[Opening Information provided section]

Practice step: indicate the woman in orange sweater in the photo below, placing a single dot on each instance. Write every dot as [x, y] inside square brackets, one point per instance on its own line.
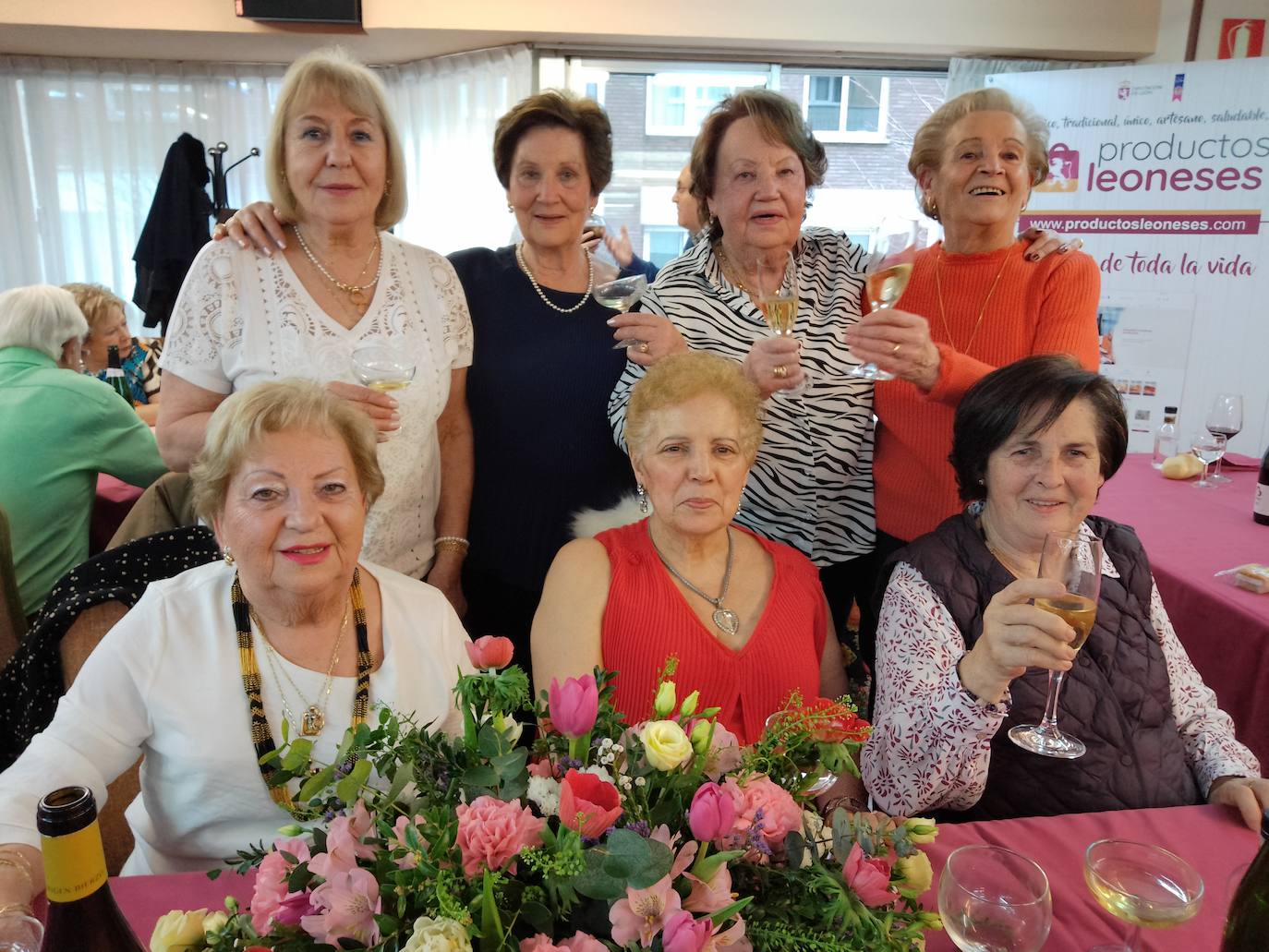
[973, 305]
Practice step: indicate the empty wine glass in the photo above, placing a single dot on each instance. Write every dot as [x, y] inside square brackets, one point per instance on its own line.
[1225, 417]
[1207, 447]
[1143, 885]
[995, 898]
[1075, 560]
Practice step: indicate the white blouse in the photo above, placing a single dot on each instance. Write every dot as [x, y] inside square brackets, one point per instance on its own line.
[243, 319]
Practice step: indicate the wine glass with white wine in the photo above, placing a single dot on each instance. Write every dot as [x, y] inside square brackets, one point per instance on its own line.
[1075, 560]
[1143, 885]
[886, 275]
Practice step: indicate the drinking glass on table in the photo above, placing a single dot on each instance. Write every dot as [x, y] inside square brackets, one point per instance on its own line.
[995, 898]
[1225, 417]
[1143, 885]
[1075, 560]
[1208, 447]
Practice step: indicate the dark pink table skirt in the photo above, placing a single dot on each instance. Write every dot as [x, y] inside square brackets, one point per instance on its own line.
[1190, 535]
[1208, 837]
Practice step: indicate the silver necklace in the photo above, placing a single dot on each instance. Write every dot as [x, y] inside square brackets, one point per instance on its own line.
[547, 301]
[723, 619]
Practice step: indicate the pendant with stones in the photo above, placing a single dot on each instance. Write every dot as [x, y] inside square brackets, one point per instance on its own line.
[312, 721]
[726, 621]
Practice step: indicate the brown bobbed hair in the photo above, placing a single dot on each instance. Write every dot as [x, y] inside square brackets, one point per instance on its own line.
[778, 118]
[332, 73]
[682, 377]
[245, 417]
[1031, 392]
[556, 108]
[930, 139]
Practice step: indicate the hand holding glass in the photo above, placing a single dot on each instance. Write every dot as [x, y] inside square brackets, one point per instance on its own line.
[1075, 560]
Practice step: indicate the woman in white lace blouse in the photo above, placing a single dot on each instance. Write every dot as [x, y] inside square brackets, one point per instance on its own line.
[335, 281]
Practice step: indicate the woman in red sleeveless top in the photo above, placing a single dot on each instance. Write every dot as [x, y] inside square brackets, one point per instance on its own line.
[745, 616]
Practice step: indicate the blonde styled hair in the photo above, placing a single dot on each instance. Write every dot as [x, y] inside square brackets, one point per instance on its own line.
[332, 71]
[682, 377]
[279, 406]
[930, 139]
[95, 301]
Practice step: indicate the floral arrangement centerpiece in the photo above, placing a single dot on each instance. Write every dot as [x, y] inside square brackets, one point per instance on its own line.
[600, 836]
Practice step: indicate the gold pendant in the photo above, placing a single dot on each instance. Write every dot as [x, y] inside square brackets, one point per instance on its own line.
[312, 721]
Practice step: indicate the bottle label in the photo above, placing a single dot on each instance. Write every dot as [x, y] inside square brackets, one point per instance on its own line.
[74, 864]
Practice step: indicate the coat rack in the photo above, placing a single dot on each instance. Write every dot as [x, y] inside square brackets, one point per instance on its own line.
[220, 193]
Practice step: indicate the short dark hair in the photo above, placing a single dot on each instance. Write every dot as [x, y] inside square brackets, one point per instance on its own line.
[778, 118]
[559, 109]
[1035, 389]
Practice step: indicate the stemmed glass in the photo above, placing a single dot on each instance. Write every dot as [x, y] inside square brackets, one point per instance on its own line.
[991, 898]
[1208, 447]
[889, 265]
[1225, 417]
[1143, 885]
[1075, 560]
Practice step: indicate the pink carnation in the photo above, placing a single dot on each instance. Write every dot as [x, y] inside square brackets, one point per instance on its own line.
[491, 833]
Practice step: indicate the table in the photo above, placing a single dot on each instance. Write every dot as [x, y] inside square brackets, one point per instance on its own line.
[1208, 837]
[1190, 534]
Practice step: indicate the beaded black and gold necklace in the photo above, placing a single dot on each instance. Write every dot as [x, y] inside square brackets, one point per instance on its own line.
[260, 734]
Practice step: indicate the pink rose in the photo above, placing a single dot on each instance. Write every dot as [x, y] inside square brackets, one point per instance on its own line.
[491, 833]
[596, 799]
[868, 877]
[490, 651]
[574, 705]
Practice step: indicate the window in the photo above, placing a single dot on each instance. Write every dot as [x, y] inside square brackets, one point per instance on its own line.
[841, 108]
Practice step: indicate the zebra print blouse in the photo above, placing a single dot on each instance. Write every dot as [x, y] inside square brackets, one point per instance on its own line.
[811, 485]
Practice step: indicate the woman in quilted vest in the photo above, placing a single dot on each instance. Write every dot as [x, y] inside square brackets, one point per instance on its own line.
[963, 654]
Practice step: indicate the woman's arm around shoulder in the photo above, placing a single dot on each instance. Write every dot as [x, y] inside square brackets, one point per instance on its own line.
[567, 625]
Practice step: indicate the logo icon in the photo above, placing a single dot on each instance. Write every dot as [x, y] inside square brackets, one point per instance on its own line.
[1064, 169]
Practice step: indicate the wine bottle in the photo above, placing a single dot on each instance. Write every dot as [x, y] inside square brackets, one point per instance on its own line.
[1248, 927]
[82, 915]
[115, 373]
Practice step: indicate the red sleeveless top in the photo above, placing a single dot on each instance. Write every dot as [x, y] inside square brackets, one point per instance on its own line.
[647, 620]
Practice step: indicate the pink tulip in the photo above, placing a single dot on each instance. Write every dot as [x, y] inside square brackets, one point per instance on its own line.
[712, 813]
[490, 651]
[574, 706]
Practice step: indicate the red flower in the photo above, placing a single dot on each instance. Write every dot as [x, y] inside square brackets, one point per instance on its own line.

[Closing Information provided section]

> **Exercise**
When you reach the line containing "Practice step: indicate the red sleeveless" in the listing, transcribe it and every line after it exactly, through the last line, and add nothing.

> **Written answer**
Practice step: indicate the red sleeveless top in the photo above, placing a single dot on each instance. Write every dot as [x, y] inside square brackets, one point per instance on its own line.
[647, 620]
Practice step: indicate the pink tulip in the photo above, placing a single dot on each instance. Write every dot as [x, y] inside square brackets, one point per instance on its own line.
[712, 813]
[490, 651]
[574, 706]
Practice step: indicate the red flower in the photo above, placing a single dot on each instance. Write every dot as [x, y] inside square brackets, one point per instance on its own line.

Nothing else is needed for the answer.